• **Text section**:
How well do you know your neighbors—and neighboring businesses? Restaurants are intrinsically a local business. Whether you run a franchise of a multinational brand, or a small start-up, the majority of your customers live in your local community.
Working with neighboring businesses for co- and cross-promotions is an excellent way to grow your customer base. We’ve put together a few ideas for you to put co-promotion to work for your business:
Date Night: Dinner and a Show
Are you located close to a cinema, arena or theater? Take advantage of the traditional date night by offering discounts to customers who show you their ticket to today’s game or show.
This kind of cross promotion doesn’t require buy-in from the other business owner, but asking them to promote the deal at their location can amplify the results.
Co-Sponsor an Event
Get involved with local events like street festivals or community concert nights, and pair up to sponsor one! Co-sponsoring can help in a few ways that sponsoring an event alone can’t:
- By co-sponsoring, you can create a positive association with another brand, showing that your businesses care about the same things. But be selective of which businesses you want to be associated with—your customers will judge you based on the company you keep.

• **Things to do**:
1 – In the restaurant co-promotion text, what must customers show to receive the date-night discount?
2 – From the restaurant co-promotion text, extract the passage from "How well do" to "your local community." word for word.
3 – Continue the text on restaurant co-promotion from the point where it stops.

Data listing:

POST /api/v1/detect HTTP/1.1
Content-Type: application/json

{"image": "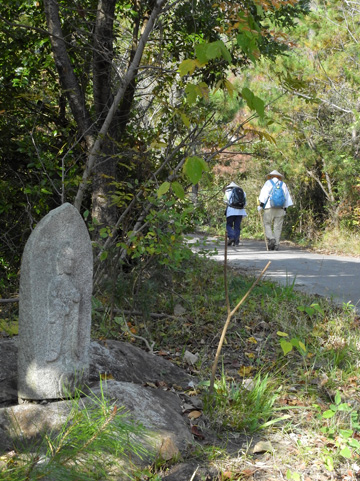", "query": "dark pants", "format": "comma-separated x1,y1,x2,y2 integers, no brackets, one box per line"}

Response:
226,215,243,244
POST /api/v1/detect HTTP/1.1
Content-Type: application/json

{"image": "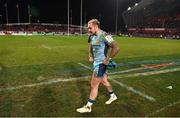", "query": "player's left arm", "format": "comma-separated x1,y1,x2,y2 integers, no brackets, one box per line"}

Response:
103,35,120,65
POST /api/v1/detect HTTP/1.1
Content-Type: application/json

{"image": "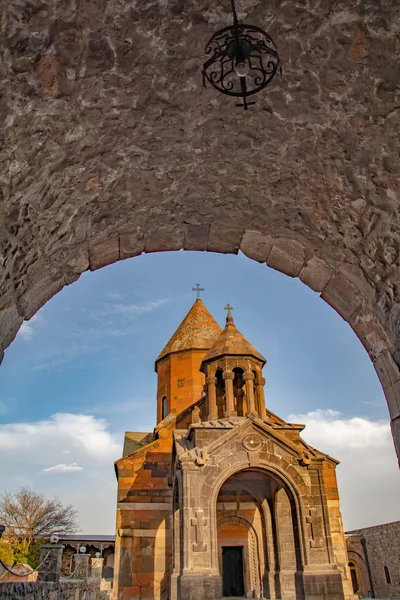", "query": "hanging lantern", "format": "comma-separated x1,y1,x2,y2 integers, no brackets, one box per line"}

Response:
203,0,279,110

• **Answer list**:
1 – They show their ticket to today's game or show.

2 –
How well do you know your neighbors—and neighboring businesses? Restaurants are intrinsically a local business. Whether you run a franchise of a multinational brand, or a small start-up, the majority of your customers live in your local community.

3 –
- Co-sponsoring can cut your costs in half.
- And with both companies promoting the event, you can introduce both the event and your business to a wider audience.
Run a Contest
Team up with local businesses to contribute prizes for a contest, whether it be a social media, a draw, or scavenger hunt. The sky is the limit, as long as your contest introduces all of the businesses to new customers.
Share Your Space
Share a little counter space in your pizzeria for information about nearby businesses, and ask your neighbors to do the same. A hungry shopper picking up her dry cleaning next door may see your menu and pop over!
Deliver Right to the Bar
Do you offer delivery? Many breweries and wineries don’t offer food for their customers, or only offer a small menu. A Boston brewery teamed up with local restaurants to offer pop ups and delivery in their taprooms. Wineries and breweries often also host special events. Work with them to sponsor or cater a few events a year to introduce your food to their customers.
Owning and running a local restaurant means you are part of your local community. Make connections with other business owners and discuss promotions that can benefit both of you.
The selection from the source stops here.